§ Instruction: Rescale the rows from the line holding "Reviewer check: each instance of the shoulder" through the end of the rows, inclusive. Repeat every line, leaving the request lines unchanged, and multiply each point coordinate in the answers by 0.85, rounding to whole numbers with halves rounded up.

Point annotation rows
[START]

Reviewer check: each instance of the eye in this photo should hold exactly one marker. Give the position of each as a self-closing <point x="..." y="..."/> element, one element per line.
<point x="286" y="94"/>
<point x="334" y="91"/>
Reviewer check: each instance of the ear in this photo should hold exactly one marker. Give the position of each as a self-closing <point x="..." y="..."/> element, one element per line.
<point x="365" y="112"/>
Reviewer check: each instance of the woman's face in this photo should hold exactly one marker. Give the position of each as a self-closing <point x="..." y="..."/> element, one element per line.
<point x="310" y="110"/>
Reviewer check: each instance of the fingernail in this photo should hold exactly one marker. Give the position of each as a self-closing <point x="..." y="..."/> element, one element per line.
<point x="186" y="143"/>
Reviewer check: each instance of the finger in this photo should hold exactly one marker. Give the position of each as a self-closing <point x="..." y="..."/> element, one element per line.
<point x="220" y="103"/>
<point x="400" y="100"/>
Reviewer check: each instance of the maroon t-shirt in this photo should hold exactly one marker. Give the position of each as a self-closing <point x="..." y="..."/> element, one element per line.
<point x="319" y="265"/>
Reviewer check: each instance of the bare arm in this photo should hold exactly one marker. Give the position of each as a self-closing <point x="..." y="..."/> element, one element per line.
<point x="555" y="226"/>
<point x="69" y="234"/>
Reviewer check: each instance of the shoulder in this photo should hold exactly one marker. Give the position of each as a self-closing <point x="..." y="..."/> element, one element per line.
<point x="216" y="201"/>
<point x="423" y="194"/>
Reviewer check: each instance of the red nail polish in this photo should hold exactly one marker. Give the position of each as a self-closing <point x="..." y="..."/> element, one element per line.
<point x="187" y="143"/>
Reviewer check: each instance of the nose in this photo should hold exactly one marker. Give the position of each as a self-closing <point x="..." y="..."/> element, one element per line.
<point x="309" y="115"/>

[END]

§ The reply:
Reviewer check: each instance of the shoulder in this photo should hold exactly one marker. Give the position of each as a self-closing <point x="..." y="..."/> element, one element per line.
<point x="184" y="171"/>
<point x="360" y="165"/>
Reviewer check: each instance of the red nail polish in this photo should hold exactly one marker. Give the position of each as a self-closing <point x="..." y="..."/> element, one element per line.
<point x="159" y="122"/>
Reviewer check: each instance of the nose in this photo should hold exactly one marker. Give the position of each as a self-closing <point x="..." y="..."/> element, one element per line.
<point x="263" y="98"/>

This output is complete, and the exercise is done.